→ SET PROBLEM: Turn every line of the items below into a numbered list, skipping any blank lines. Leave the pictures out.

BEGIN RECORDS FOR THIS TASK

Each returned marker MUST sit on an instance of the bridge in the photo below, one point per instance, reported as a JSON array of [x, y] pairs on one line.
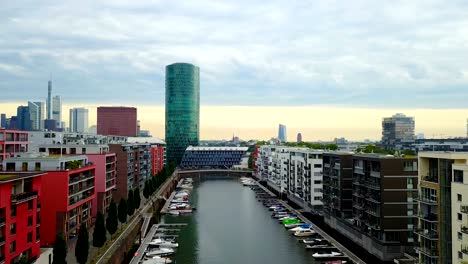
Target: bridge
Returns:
[[214, 172]]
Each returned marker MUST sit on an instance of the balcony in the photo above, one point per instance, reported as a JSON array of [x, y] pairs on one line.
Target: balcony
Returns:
[[429, 252], [428, 234], [464, 209], [431, 218], [23, 197], [433, 179]]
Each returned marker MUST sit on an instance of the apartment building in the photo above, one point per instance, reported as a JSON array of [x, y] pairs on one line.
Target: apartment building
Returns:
[[12, 142], [20, 216], [442, 217], [68, 191]]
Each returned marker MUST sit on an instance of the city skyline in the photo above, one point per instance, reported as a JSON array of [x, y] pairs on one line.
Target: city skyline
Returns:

END RECORDS FOR THIS TASK

→ EXERCISE SOLUTION:
1. Each returned marker MUST sit on an instance of the bridge in the photo below, one point per instance, reported as a JSON array of [x, y] pairs on one line.
2. Target: bridge
3. Returns:
4. [[214, 172]]
5. Each returned marker MUST sit on an instance of the balcony in the photo above, one point per instance, reported as a JSON array of [x, y] pairs on one line.
6. Target: balcony
7. Returns:
8. [[429, 252], [428, 234], [464, 209], [431, 218], [23, 197], [433, 179]]
9. Each returned marker MUST sit on an instance of the apartment building in the photo above, one point per instance, reported as a JSON array of [x, y] pairs on one line.
10. Target: apartment building
11. Returns:
12. [[12, 142], [20, 216], [442, 217], [68, 191]]
13. Each returned marker MUST sit on an instance of the city skyline in the photo above, one point per instance, reported as a JSON array of [x, y] pairs on one line.
14. Target: city skyline
15. Returns:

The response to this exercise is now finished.